● **Work to complete**
Rewrite the lines below, changing every "For instance" to "As an example" and leaving everything else the same.

● **Input material**
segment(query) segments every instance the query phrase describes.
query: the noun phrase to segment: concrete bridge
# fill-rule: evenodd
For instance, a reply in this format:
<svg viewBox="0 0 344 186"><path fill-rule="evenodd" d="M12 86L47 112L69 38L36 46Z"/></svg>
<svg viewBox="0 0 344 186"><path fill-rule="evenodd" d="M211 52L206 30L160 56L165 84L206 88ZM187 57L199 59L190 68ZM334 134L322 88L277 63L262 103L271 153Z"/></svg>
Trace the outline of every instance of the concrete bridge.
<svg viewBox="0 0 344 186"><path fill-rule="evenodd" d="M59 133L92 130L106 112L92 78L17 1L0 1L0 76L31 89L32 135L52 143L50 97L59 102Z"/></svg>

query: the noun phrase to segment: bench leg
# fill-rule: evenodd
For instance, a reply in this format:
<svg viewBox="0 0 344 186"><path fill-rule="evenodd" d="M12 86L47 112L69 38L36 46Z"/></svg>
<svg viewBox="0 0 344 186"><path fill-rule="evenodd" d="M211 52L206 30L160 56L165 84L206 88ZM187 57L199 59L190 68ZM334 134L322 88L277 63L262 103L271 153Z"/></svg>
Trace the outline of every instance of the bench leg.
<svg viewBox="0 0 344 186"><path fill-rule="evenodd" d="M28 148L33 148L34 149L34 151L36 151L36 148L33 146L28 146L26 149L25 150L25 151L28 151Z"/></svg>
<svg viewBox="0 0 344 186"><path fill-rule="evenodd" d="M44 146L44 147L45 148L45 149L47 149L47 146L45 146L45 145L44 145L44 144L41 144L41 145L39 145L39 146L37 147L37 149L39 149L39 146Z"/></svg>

● **Solution to the exercise**
segment(query) segments every instance the query phrase describes.
query: the noun phrase to segment: concrete bridge
# fill-rule: evenodd
As an example, a reply in this format:
<svg viewBox="0 0 344 186"><path fill-rule="evenodd" d="M12 86L47 112L69 38L36 46Z"/></svg>
<svg viewBox="0 0 344 186"><path fill-rule="evenodd" d="M211 52L206 30L160 56L165 84L206 88ZM187 57L199 59L190 68ZM334 134L322 88L277 63L262 103L271 153Z"/></svg>
Trace the outline of every instance of the concrete bridge.
<svg viewBox="0 0 344 186"><path fill-rule="evenodd" d="M59 133L92 130L106 112L92 78L17 1L0 1L0 76L31 89L32 135L52 143L50 97L59 102Z"/></svg>

query: the noun phrase to segment: bench leg
# fill-rule: evenodd
As an example, a reply in this format:
<svg viewBox="0 0 344 186"><path fill-rule="evenodd" d="M12 86L47 112L69 38L36 46Z"/></svg>
<svg viewBox="0 0 344 186"><path fill-rule="evenodd" d="M211 52L206 30L160 56L165 84L206 88ZM187 57L199 59L190 68ZM334 134L322 88L277 63L262 103L271 153Z"/></svg>
Trace the outline of every instance of the bench leg.
<svg viewBox="0 0 344 186"><path fill-rule="evenodd" d="M28 148L33 148L34 149L34 151L36 151L36 148L33 146L28 146L26 149L25 150L25 151L28 151Z"/></svg>
<svg viewBox="0 0 344 186"><path fill-rule="evenodd" d="M44 146L44 147L45 148L45 149L47 149L47 146L45 146L45 145L44 145L44 144L41 144L41 145L39 145L39 146L37 147L37 149L39 149L39 146Z"/></svg>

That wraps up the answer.